Extracted text ▸

+ + + +

All parties to family law proceedings, whether they are commenced in the Federal Circuit Court or Family Court, must file an Application or a Response to the other party’s Application, setting out the orders they are asking the court to make. This incudes the orders they want the court to make on an interim basis and on a final basis. The court can make both interim and final parenting orders after a contested hearing or by agreement between the parties (consent orders).

Interim Orders

Interim Orders are temporary orders made by the court until Final Orders can be made. The nature of the family law system means that most parties will wait 12 months or longer for a Final Hearing. Therefore, parties often require parenting orders to be made prior to a Final Hearing.

Interim Parenting Orders often made by the court include the following:

  • The allocation of parental responsibility, including whether one parent has sole parental responsibility for making decisions relating to the care, welfare and development of the children or whether parental responsibility is to be equally shared between the parties;
  • With which parent the children shall live and the amount of time they will spend with the other parent, including time during the week, on weekends, during special occasions and during the school holiday periods;
  • The frequency of communication between the children and the parents;
  • For the parties to attend upon a family consultant for the preparation of a family report;
  • For a party to be restrained from doing something, for example, taking the children interstate;
  • For a party to undergo drug testing; or
  • For the parties to undertake and complete a post-separation parenting program.

When making orders relating to children, whether they are interim or final orders, the court must make orders that are in the best interests of the children.

+ + + +

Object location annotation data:
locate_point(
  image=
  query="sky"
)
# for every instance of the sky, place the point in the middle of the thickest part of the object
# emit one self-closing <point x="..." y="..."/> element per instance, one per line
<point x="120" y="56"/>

+ + + +

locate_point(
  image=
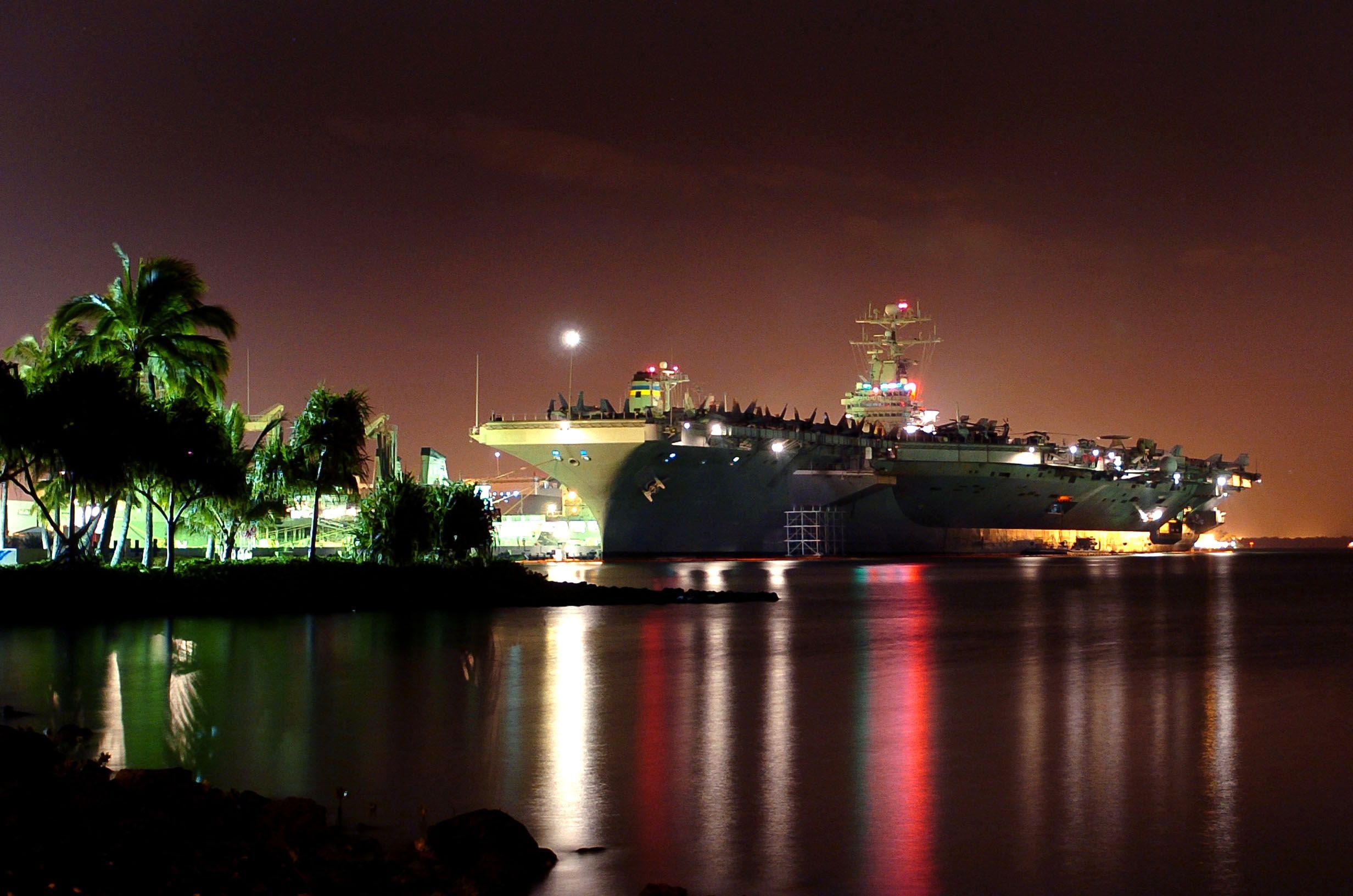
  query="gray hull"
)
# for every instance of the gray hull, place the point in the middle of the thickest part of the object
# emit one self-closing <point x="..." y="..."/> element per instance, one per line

+ + + +

What to do ▸
a) Render this sentence from the family law text into Spanish: "Interim Orders are temporary orders made by the court until Final Orders can be made."
b) From the family law text, return the passage starting with "When making orders" and going on through "of the children.".
c) Write the next part of the text on interim parenting orders, carrying on from its final sentence.
The records are separate material from the family law text.

Answers to the tasks ▸
a) Las Órdenes Provisionales son órdenes temporales dictadas por el tribunal hasta que puedan dictarse las Órdenes Definitivas.

b)
When making orders relating to children, whether they are interim or final orders, the court must make orders that are in the best interests of the children.

c)
Final Orders

Final orders conclude the proceedings and they are final. However, it should be noted that this does not mean that orders will necessarily last until the children turn 18. Both parents will always retain the capacity to apply for a change to the orders in the event that circumstances change. For example, if the orders are five years old, meaning the children are five years older than when the orders were made, then a parent may apply for further orders seeking that the children spend more time with them.

Orders cannot, however, be changed within 12 months of the date they were made, unless there has been a significant change in circumstances.

The types of final orders the court can make include orders for who has parental responsibility, orders for with whom the children shall live and how often they will spend time with the other parent and how the parties are to communicate with the children.

If you require legal advice or representation in any legal matter, please contact Armstrong Legal.

Michelle Makela

This article was written by Michelle Makela

Michelle has over 15 years experience in the legal industry, working across commercial litigation, criminal law, family law and estate planning.  Michelle has been involved in all practice areas of the firm and in her personal practice has had experience in litigation at all levels (State and Federal Industrial Tribunals, the Supreme Court, Court of Appeal, the Federal Court, Federal...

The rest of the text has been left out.